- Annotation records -
________
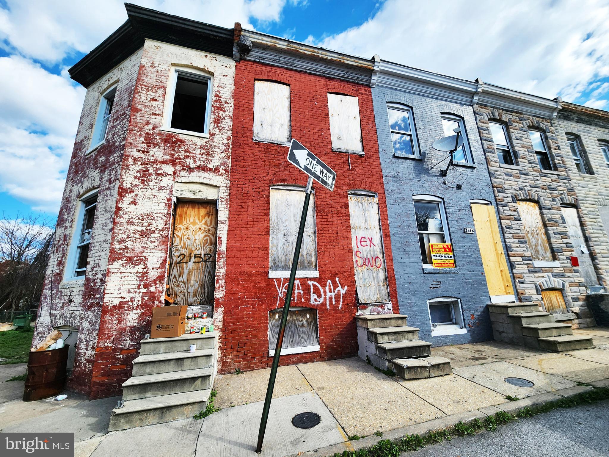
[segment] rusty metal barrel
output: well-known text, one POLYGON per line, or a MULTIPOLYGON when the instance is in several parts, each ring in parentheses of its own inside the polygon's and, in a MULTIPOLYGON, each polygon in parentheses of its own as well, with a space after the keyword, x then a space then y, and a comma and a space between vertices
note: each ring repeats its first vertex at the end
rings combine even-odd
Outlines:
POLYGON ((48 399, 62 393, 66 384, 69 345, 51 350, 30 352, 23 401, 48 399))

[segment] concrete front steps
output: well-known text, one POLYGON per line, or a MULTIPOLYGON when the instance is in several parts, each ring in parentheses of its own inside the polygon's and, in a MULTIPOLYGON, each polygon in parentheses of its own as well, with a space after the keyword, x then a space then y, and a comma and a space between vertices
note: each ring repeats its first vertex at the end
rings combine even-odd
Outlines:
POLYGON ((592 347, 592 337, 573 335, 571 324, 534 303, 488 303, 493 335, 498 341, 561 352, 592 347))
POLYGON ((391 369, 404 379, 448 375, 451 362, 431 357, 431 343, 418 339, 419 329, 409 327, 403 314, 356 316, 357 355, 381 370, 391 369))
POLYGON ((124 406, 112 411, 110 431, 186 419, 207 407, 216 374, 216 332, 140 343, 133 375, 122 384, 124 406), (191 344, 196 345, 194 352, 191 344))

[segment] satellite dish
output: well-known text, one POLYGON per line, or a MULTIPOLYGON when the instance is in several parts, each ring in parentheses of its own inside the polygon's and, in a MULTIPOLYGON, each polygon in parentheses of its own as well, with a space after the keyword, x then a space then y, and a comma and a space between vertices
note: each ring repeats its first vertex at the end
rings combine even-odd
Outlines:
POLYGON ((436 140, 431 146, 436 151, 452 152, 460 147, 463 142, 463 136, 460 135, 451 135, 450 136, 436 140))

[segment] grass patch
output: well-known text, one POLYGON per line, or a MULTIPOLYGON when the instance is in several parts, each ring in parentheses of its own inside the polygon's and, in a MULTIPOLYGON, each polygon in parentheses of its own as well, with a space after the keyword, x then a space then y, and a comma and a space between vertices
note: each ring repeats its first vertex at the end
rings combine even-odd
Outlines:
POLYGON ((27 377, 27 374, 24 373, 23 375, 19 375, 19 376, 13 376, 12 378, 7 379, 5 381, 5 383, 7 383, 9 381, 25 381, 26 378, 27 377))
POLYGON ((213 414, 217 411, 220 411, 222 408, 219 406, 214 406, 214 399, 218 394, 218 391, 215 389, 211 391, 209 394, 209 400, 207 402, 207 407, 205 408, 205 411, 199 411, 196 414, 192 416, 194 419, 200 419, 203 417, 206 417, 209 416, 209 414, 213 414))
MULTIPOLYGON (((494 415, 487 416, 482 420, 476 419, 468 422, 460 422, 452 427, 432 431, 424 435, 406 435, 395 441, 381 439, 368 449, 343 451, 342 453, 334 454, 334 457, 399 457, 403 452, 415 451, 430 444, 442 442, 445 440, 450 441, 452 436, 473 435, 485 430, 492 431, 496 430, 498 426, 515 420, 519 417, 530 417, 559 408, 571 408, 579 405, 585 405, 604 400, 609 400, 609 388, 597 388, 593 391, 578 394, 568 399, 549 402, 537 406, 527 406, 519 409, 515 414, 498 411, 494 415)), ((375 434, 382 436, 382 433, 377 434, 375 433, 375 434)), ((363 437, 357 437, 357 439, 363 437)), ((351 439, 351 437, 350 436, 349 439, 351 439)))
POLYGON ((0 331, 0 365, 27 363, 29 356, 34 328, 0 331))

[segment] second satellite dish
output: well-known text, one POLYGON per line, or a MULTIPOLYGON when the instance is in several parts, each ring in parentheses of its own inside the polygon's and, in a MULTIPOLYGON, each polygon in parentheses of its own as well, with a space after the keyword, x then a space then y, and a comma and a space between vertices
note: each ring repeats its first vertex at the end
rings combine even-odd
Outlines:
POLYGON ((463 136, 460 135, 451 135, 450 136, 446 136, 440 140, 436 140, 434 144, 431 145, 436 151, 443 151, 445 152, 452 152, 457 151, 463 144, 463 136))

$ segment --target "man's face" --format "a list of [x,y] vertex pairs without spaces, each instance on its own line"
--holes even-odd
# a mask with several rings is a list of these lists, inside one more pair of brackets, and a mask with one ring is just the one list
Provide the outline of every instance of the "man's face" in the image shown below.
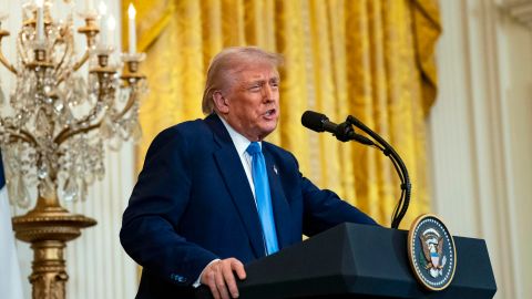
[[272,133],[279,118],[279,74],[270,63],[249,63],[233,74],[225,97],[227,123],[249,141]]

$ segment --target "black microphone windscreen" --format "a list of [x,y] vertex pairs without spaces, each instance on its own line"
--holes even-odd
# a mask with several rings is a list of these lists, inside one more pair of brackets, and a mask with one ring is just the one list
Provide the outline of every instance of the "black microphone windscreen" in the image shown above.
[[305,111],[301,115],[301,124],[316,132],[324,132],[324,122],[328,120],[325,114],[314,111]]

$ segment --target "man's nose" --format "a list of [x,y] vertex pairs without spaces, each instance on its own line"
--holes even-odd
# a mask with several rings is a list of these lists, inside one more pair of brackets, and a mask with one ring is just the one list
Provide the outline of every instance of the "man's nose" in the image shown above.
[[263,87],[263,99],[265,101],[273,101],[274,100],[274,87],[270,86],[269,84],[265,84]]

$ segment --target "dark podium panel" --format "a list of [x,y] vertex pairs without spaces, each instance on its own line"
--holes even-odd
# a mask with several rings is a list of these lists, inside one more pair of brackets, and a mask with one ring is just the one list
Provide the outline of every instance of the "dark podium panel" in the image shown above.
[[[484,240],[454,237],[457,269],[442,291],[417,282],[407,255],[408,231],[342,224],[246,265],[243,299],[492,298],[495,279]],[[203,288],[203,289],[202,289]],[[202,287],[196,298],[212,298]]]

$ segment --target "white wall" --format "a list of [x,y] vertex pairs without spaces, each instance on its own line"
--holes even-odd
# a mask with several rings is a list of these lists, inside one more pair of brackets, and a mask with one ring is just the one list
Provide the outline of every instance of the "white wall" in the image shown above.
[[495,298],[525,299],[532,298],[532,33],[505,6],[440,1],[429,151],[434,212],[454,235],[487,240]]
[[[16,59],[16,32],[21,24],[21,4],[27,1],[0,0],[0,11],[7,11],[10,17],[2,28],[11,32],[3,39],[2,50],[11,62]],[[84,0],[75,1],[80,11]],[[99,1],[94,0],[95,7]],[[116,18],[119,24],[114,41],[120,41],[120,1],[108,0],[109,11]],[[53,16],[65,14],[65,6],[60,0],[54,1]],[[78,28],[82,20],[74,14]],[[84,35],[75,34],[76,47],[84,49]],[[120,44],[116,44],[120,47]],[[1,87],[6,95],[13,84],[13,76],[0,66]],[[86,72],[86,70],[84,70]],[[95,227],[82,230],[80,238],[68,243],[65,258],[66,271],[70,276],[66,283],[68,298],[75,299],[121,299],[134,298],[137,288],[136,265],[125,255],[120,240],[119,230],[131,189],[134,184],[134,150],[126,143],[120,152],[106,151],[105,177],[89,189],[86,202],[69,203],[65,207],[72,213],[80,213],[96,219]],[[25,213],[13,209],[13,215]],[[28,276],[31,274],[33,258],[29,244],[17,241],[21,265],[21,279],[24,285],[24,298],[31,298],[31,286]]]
________
- The task -
Reproduce the full listing above verbatim, with no pictures included.

- Finished exercise -
[segment] rusty metal barrel
output: well-known text, one POLYGON per line, or a MULTIPOLYGON when the instance is in several parts, each ring in parentheses of its own inside the polygon's and, in a MULTIPOLYGON, each polygon in parentheses of its own as well, with a space after the keyword, x then a space then y, and a comma and a space between vertices
note: each ring repeats its first vertex at the end
rings combine even-odd
Outlines:
POLYGON ((48 399, 62 393, 66 384, 69 345, 51 350, 30 352, 23 401, 48 399))

[segment] concrete front steps
output: well-known text, one POLYGON per line, or a MULTIPOLYGON when the instance is in several parts, each ring in parentheses of its own inside the polygon's and, in a MULTIPOLYGON, each polygon in parentheses of its own as well, with a space after the keyword, x then a space then y, and a comma and a space between vertices
note: each ring repeats its first vertex at the end
rings combine even-odd
Outlines:
POLYGON ((592 347, 592 337, 573 335, 571 324, 534 303, 488 303, 493 335, 498 341, 561 352, 592 347))
POLYGON ((391 369, 404 379, 448 375, 451 362, 431 357, 431 343, 418 339, 419 329, 409 327, 403 314, 356 316, 357 355, 381 370, 391 369))
POLYGON ((124 406, 112 411, 110 431, 186 419, 207 407, 216 374, 216 332, 140 343, 133 375, 122 384, 124 406), (191 344, 196 345, 194 352, 191 344))

[segment] satellite dish
output: well-known text, one POLYGON per line, or a MULTIPOLYGON when the instance is in several parts, each ring in parentheses of its own inside the polygon's and, in a MULTIPOLYGON, each polygon in parentheses of its own as well, with a space after the keyword, x then a space then y, and a comma and a space between vertices
note: each ring repeats its first vertex at the end
rings combine even-odd
Outlines:
POLYGON ((436 140, 431 146, 436 151, 452 152, 460 147, 463 142, 463 136, 460 135, 451 135, 450 136, 436 140))

[segment] grass patch
output: well-known text, one POLYGON per line, or a MULTIPOLYGON when the instance is in several parts, each ring in parentheses of its own inside the polygon's and, in a MULTIPOLYGON, each polygon in parentheses of its own as well, with a space after the keyword, x then a space then y, and a comma and a space between vertices
note: each ring repeats its first vertex at the end
rings combine even-odd
Outlines:
POLYGON ((27 377, 27 374, 24 373, 23 375, 19 375, 19 376, 13 376, 12 378, 7 379, 5 381, 5 383, 7 383, 9 381, 25 381, 26 378, 27 377))
POLYGON ((213 414, 217 411, 220 411, 222 408, 219 406, 214 406, 214 399, 218 394, 218 391, 215 389, 211 391, 209 394, 209 400, 207 402, 207 407, 205 408, 205 411, 199 411, 196 414, 192 416, 194 419, 200 419, 203 417, 206 417, 209 416, 209 414, 213 414))
MULTIPOLYGON (((494 415, 487 416, 482 420, 476 419, 468 422, 460 422, 452 427, 432 431, 424 435, 406 435, 395 441, 381 439, 368 449, 343 451, 342 453, 334 454, 334 457, 399 457, 403 452, 415 451, 430 444, 442 442, 445 440, 450 441, 452 436, 473 435, 485 430, 492 431, 496 430, 498 426, 515 420, 519 417, 530 417, 559 408, 571 408, 579 405, 585 405, 604 400, 609 400, 609 388, 597 388, 593 391, 578 394, 568 399, 549 402, 537 406, 527 406, 519 409, 515 414, 498 411, 494 415)), ((375 434, 382 436, 382 433, 377 434, 375 433, 375 434)), ((363 437, 357 437, 357 439, 363 437)), ((351 439, 351 437, 350 436, 349 439, 351 439)))
POLYGON ((0 331, 0 365, 27 363, 29 356, 34 328, 0 331))

[segment] second satellite dish
output: well-known text, one POLYGON per line, or a MULTIPOLYGON when the instance is in several parts, each ring in parentheses of its own inside the polygon's and, in a MULTIPOLYGON, each polygon in parentheses of its own as well, with a space after the keyword, x then a space then y, and a comma and a space between vertices
note: each ring repeats its first vertex at the end
rings combine even-odd
Outlines:
POLYGON ((463 136, 460 135, 451 135, 450 136, 446 136, 440 140, 436 140, 434 144, 431 145, 436 151, 443 151, 445 152, 452 152, 457 151, 463 144, 463 136))

$ segment --target "man's face" --format "a list of [x,y] vertex pairs without spaces, each instance on its own line"
--holes even-odd
# a mask with several rings is a list of these lists, inside one more pair of brackets, and a mask with one ring is just the one list
Provide the outline of every instance of the "man's face" in the image shown below.
[[272,133],[279,118],[279,74],[270,63],[249,63],[233,74],[225,97],[227,123],[249,141]]

$ segment --target "black microphone windscreen" --format "a list of [x,y] vertex pairs without spaces, each instance on its own line"
--holes even-odd
# a mask with several rings is a list of these lists, inside one more pair of brackets, and a mask with one ring is just the one list
Provide the outline of every instance of the "black microphone windscreen" in the image shown above.
[[305,111],[301,115],[301,124],[316,132],[324,132],[324,122],[328,120],[325,114],[314,111]]

$ segment --target "man's nose" --format "a list of [x,y] vertex pairs without spaces, each instance on its own line"
--holes even-odd
# a mask with several rings is a list of these lists, inside one more pair of brackets, and a mask with one ring is just the one list
Provide the outline of every instance of the "man's nose" in the image shown above.
[[263,87],[263,99],[265,101],[273,101],[274,100],[274,87],[270,86],[269,84],[265,84]]

$ segment --target "dark podium panel" --format "a list of [x,y] vertex pairs without spaces, each instance on its own line"
--holes even-odd
# a mask with several rings is a list of these lists, inside one more pair of brackets, and a mask with one ring is just the one list
Provide the outline of every instance of the "dark podium panel" in the image shown above.
[[[484,240],[454,237],[457,269],[442,291],[417,282],[407,255],[408,231],[342,224],[246,265],[243,299],[492,298],[495,279]],[[203,288],[203,289],[202,289]],[[202,287],[196,298],[212,298]]]

$ segment --target "white wall" --format "a list of [x,y] vertex pairs without spaces, each instance on its own line"
--holes even-odd
# a mask with several rings is a list of these lists, inside one more pair of brackets, and a mask with one ring is just the one list
Provide the outline of every instance of the "white wall" in the image shown above.
[[495,298],[525,299],[532,298],[532,33],[505,6],[440,1],[429,151],[434,212],[454,235],[487,240]]
[[[16,59],[16,32],[21,24],[21,4],[27,1],[0,0],[0,11],[7,11],[10,17],[2,28],[11,32],[3,39],[2,50],[11,62]],[[84,0],[75,1],[80,11]],[[99,1],[94,0],[95,7]],[[116,18],[119,24],[114,41],[120,41],[120,1],[108,0],[109,11]],[[53,16],[65,14],[65,6],[60,0],[54,1]],[[78,28],[82,20],[74,14]],[[84,35],[75,34],[76,47],[84,49]],[[120,44],[116,44],[120,47]],[[1,87],[6,95],[13,84],[13,76],[0,66]],[[86,72],[86,70],[84,70]],[[95,227],[82,230],[80,238],[68,243],[65,258],[66,271],[70,276],[66,283],[68,298],[75,299],[121,299],[134,298],[137,288],[136,265],[125,255],[120,240],[119,230],[131,189],[134,184],[134,150],[126,143],[120,152],[106,151],[105,177],[89,189],[86,202],[69,203],[65,207],[72,213],[80,213],[96,219]],[[25,213],[13,209],[13,215]],[[28,276],[31,274],[33,258],[29,244],[17,241],[21,265],[21,279],[24,285],[24,298],[31,298],[31,286]]]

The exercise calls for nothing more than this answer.